▶ _GIVEN RECORDS_:
%%

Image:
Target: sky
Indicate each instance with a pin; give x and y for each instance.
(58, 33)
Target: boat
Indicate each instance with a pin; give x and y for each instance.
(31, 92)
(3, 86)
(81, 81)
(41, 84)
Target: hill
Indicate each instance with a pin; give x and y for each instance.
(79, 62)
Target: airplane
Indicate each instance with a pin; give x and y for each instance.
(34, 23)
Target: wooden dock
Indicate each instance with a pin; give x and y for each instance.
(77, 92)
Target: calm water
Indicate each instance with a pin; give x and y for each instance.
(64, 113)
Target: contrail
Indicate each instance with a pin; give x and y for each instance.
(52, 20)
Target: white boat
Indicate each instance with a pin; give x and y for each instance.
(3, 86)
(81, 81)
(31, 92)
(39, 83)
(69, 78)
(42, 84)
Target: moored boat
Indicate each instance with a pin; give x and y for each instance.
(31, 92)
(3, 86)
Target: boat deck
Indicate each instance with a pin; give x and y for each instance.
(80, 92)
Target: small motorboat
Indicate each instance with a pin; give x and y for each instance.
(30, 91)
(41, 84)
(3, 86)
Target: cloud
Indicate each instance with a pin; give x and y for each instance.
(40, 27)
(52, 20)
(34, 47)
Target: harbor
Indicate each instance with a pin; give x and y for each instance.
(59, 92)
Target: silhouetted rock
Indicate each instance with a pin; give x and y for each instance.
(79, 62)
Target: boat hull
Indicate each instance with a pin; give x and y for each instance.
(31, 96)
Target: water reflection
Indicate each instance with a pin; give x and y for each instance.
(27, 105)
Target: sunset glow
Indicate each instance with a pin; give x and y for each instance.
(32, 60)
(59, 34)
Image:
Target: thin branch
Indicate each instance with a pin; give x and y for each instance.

%%

▶ _INSTRUCTIONS TO FOLLOW_:
Copy out, word for word, the lines from the one containing "Target: sunset glow" through the last line, including both.

▶ _THE SOLUTION_:
Target: sunset glow
Indicate each instance with a pin; give x and y for each instance.
(32, 60)
(59, 34)
Image:
Target: thin branch
Indicate each instance with a pin; give x and y for each instance.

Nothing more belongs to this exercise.